▶ [GIVEN EXERCISE A] Reproduce the listing from the line holding "point: eyebrow |" through the last line of the listing, inclusive, swapping "marker" for "dot" and changing nothing else.

▶ [EXCERPTED PASSAGE]
○ ○ ○ ○ ○ ○ ○

The sharp cutoff stands in marked contrast to the company’s recent PR offensive. Stung by consistent and longstanding criticism that they were too distant, too unwilling to open up to feedback, too difficult to connect with, RIM’s PR teams have significantly changed course in recent weeks. They’ve been reaching out to members of the media, actively engaging the very same people they may have once asked to leave the building.
I’m one of them, and on a certain level I’m deeply impressed. RIM was always the monolithic empire, the company you knew would find new ways to say no. Except now they weren’t saying no. My Dear Thorsten letter in the Star wasn’t just read. It got a response: an email from a senior marketing resource mere hours after it went live. We’ve spoken at length since then, and I was greeted warmly when I arrived at the AGM Tuesday. .

○ ○ ○ ○ ○ ○ ○

▶ [RECORDS PROVIDED]
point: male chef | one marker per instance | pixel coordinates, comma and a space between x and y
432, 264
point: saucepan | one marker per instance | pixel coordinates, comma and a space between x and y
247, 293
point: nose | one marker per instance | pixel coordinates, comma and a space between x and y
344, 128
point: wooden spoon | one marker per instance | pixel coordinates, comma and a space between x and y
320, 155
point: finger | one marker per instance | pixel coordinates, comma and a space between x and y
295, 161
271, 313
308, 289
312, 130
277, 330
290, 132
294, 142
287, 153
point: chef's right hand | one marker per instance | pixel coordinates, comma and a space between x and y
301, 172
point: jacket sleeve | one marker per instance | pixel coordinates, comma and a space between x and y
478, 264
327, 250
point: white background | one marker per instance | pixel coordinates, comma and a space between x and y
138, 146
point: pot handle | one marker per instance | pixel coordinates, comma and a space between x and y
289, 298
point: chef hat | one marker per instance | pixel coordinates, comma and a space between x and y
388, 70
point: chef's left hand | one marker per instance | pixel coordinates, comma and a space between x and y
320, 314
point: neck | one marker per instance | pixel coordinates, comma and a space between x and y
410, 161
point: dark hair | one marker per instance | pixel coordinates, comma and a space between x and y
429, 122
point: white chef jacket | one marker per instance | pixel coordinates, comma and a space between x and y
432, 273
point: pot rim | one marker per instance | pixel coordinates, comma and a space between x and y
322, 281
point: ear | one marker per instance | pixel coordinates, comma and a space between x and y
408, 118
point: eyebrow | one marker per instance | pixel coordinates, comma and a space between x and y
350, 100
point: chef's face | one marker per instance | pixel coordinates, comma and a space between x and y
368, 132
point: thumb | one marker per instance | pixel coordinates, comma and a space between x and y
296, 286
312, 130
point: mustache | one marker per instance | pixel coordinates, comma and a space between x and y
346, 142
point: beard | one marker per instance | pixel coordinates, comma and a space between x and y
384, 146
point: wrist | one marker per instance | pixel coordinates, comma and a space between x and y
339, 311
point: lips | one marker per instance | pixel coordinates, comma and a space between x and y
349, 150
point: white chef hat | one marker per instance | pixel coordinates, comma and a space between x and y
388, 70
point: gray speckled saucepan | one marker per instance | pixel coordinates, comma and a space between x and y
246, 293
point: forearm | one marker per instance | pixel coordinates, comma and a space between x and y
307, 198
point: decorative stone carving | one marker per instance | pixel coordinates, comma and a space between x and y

○ ○ ○ ○ ○ ○ ○

▶ [GIVEN EXERCISE B] Please write out the passage on RIM's public relations shift between "The sharp cutoff" and "leave the building.", inclusive.

▶ [TASK OUTPUT A]
point: eyebrow | one dot per instance | pixel coordinates, comma and a space between x and y
350, 100
point: chef's face | one dot per instance | pixel coordinates, comma and a space between x and y
368, 132
point: thumb | one dot per instance | pixel coordinates, comma and a space between x and y
296, 286
312, 130
point: mustache | one dot per instance | pixel coordinates, comma and a space between x and y
346, 142
point: beard | one dot per instance | pixel coordinates, comma and a space between x and y
384, 146
point: wrist | one dot per instance | pixel coordinates, comma and a space between x and y
339, 311
point: lips | one dot per instance | pixel coordinates, comma and a space between x and y
349, 150
point: white chef hat | one dot per instance | pixel coordinates, comma and a space between x and y
388, 70
point: gray speckled saucepan | one dot per instance | pixel coordinates, comma and a space between x and y
246, 293
point: forearm | one dot per instance | pixel coordinates, comma and a space between x and y
307, 198
point: decorative stone carving | one dot per instance | pixel coordinates, comma and a space between x and y

▶ [TASK OUTPUT B]
The sharp cutoff stands in marked contrast to the company’s recent PR offensive. Stung by consistent and longstanding criticism that they were too distant, too unwilling to open up to feedback, too difficult to connect with, RIM’s PR teams have significantly changed course in recent weeks. They’ve been reaching out to members of the media, actively engaging the very same people they may have once asked to leave the building.